── The records
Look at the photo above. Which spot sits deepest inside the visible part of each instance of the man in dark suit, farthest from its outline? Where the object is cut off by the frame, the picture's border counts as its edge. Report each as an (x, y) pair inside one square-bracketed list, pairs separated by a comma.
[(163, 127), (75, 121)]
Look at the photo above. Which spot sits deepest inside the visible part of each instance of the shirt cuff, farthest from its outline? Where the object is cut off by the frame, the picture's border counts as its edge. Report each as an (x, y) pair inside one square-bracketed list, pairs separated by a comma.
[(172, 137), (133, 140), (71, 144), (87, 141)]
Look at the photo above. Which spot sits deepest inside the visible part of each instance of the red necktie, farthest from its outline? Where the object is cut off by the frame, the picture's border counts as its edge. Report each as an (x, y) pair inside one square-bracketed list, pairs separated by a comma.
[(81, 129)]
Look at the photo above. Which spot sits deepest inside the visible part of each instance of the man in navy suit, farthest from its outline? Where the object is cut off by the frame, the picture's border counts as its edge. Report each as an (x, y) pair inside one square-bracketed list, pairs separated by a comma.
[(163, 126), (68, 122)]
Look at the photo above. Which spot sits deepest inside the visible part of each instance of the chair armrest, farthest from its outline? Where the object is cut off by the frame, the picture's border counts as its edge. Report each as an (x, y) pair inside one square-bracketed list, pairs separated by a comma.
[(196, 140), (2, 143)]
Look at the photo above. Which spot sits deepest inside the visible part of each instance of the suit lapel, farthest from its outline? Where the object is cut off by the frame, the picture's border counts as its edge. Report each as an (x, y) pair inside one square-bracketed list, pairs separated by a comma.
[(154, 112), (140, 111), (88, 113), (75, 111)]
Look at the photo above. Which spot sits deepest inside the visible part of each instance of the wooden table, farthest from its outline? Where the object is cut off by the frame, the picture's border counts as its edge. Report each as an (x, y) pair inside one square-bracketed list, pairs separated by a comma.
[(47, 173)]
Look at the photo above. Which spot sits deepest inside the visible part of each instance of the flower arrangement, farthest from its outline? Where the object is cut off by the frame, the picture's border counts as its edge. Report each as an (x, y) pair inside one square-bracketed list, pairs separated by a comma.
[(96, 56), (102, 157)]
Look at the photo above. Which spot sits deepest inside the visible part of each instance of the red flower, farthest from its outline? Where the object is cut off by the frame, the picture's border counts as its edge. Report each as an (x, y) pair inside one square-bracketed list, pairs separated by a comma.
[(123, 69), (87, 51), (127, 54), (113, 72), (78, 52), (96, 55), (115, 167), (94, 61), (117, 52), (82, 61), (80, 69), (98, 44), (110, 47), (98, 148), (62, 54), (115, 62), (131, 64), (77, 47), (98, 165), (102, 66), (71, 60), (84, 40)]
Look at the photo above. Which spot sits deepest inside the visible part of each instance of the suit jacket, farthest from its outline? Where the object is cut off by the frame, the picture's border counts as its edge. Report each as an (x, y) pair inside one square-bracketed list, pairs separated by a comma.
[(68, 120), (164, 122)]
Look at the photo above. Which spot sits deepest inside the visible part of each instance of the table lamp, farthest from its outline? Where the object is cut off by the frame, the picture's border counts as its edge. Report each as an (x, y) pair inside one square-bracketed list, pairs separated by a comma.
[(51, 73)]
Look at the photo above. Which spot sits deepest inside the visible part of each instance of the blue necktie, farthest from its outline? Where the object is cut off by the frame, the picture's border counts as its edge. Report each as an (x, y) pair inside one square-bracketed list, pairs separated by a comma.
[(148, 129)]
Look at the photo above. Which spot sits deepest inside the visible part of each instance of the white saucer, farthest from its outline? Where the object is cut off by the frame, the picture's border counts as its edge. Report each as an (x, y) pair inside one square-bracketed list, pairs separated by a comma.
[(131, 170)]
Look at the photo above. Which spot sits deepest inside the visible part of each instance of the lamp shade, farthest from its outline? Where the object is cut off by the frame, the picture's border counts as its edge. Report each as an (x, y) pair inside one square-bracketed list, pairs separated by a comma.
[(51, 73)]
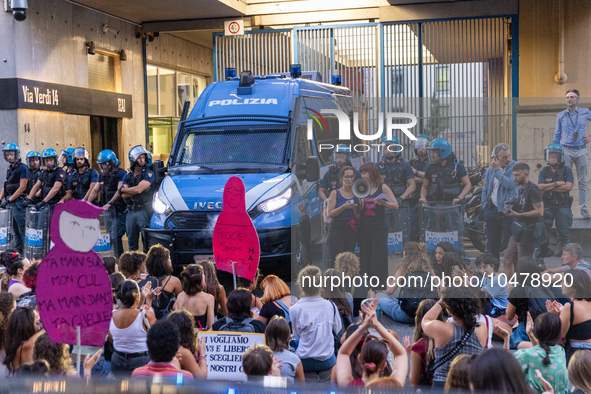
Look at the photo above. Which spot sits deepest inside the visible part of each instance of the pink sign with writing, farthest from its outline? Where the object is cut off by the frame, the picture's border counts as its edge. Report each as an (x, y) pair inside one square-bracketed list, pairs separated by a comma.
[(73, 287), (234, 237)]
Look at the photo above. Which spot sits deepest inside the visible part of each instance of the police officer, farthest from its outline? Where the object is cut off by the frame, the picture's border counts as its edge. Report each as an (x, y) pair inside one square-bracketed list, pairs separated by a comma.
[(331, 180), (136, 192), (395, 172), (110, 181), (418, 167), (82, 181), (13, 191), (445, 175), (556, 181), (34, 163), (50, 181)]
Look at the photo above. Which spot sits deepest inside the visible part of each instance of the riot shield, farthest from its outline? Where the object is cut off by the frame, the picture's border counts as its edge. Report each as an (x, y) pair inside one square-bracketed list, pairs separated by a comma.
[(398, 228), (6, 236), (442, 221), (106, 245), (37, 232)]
────
* **Directive**: Reproduce every line of the data above word for word, omitting the pictures from your reply.

* **Result**:
Look at the photo above. Which spot sits deepest inside the visible part of each instance of the man in dark suit, farthest from its outline? Where the object is cut off by the frame, the picture's border counts as its edge. Report each as an (x, y) pair inside one square-bracketed list, pairs separated by a comma.
[(163, 127), (75, 121)]
Look at the photo above. Which spot sits deepest inside the visible part of each instance of the shirt cuff, farthest from its outline? Where the object is cut off by the frame, the picture's border counts as its edge. Report each as an (x, y) pair inside one square-bracketed list, pairs separated by a comma.
[(172, 137), (133, 140), (71, 144), (87, 141)]
Look at the photo above. Which spot sits deepest inside the visible part of each instance of the red necktie, farthest from its outline? Where the object is cut off by the frame, the picture's border counts as its edge. Report each as an (x, y) pair inside one square-bracketed list, pairs separated by a comma.
[(81, 129)]
Look at the photo above. Which spot sits deepest inside the visible part of each instance of the man in navy suit, farthest from its outline? Where the object is cut off by the frame, the picture's border counts as its edge. Report each as an (x, y) pair inside one square-bracketed list, pairs separated by a comma.
[(163, 126), (68, 122)]
Look at the photo above. Which spot sits deepest inside the visible part of each instance of the chair armrest, farthest from its outline? Where the object is cut off by the frame, the picture's border counts as its edge. Report each as an (x, y) pair inside one square-bracketed list, pairs separated by a comma.
[(196, 140), (2, 143)]
Look at the photo above. Which spot sits deepest inside the visible part of each instance of the suit lapel, farthest from its outline? Where the object is cut off by the frame, the picture's border counts as its edge. Report each as an (x, y) pair inside one square-bracketed list, pairs separated by a comma.
[(154, 112), (140, 111), (88, 113), (75, 111)]
Look at the photo above. Which spot sits deepest inside the visible part of each instance of the wooden table, farthest from its outline? Where the object is cut off by the frame, the picture's border counts as its edge. Report each as an (x, y) pair inside one square-bracketed list, pairs separated by a comma.
[(47, 173)]
Look at the photo above. Which spot sits deepest inside the visible part of each instance of the flower arrangement, farthest from its outline? Where the object is cut off by the frame, the picture's border counts as its edge. Report each as an (x, y) pair inside one square-bracketed list, pairs separated by a comma.
[(96, 56), (102, 157)]
Look at the photo above. Which spot sits deepest inside the visible part of each instance of the red flower, farthest from its outline? Where the object is cut off by the frame, the picture's border counts as its edge. Report each as an (x, y) pair inside one square-bracketed list, pairs separated by a comma.
[(123, 69), (87, 51), (127, 54), (113, 72), (78, 52), (96, 55), (115, 167), (94, 61), (117, 52), (82, 61), (80, 69), (98, 44), (110, 47), (98, 148), (62, 54), (115, 62), (131, 64), (77, 47), (98, 165), (102, 66), (71, 60), (84, 40)]
Look at the photo above. Which spot sits deepest inside the visible part of each instance of the suit jacket, farthest from its outline? Where the object is cut off by the frame, the picture's border counts as its edge. Report each as an (x, y) pair inside one square-bracketed list, pairs separated by a comma.
[(68, 120), (164, 122)]
Look at the photo above. Which spot sits deepest inside the visible part of each instance of the table lamp, farthest from its outline? Where the object is cut off by the frame, the picture's border counts as its edge. Report each as an (x, y) pair inside one square-bracketed list, pairs separated by a comma.
[(51, 73)]
Look at the photo above. Which spot sits deepest inside the visible part of each instance of the blue necktie, farthest from its outline? Where the object is cut off by the frame, the picture's border counts as its edge. Report each as an (x, y) pair inside one square-bracketed list, pairs separated by a comma.
[(148, 129)]
Look at the photo above. Which spot sits deepest inside the visible part of each instance of the white saucer, farthest from its outline? Where the object is cut off by the frame, the picture's border counts as its edge. Report each as an (x, y) pair inside one square-bracketed list, pairs separated by a comma.
[(131, 170)]
Look at the photo above. Which spot sits deepest inside the visible part of each instance of the lamp shade, farthest from its outline? Where the object is cut off by the frame, the picture's border counts as its edge. Report each as an (x, y) pair inside one square-bracketed list, pairs separated by a comma.
[(51, 73)]
Look at the photo above. Which spot sits deepest inside the visible part of each instance of the pink sign with writing, farthest from its outline? Where the object is cut off by the frame, the picture's border counts as its edge. Report each as an (x, y) pair inside one square-bracketed list, pairs separated by a comma.
[(73, 287), (234, 237)]
Look at the photo above. Which spot sits deepest inside the visible part of each instance of the police officer, farthest from its outline? Where the object is cut off by the frame, the picture's border counts as its edge. Report each as an (x, y) pair inside one square-bracketed list, pairs separated by a comma.
[(331, 180), (136, 192), (395, 172), (110, 181), (418, 167), (82, 181), (13, 191), (445, 175), (556, 181), (34, 163), (50, 181)]
Look at the photo above. Which spot sits deepest inside the visible part of each instance of the riot shield, farthest from its outline? Where the object is cut off by the frame, the picture's border counts as its edge. Report each as an (x, y) pair inside one square-bracketed list, pairs separated by a comma.
[(398, 228), (6, 236), (442, 221), (106, 245), (37, 232)]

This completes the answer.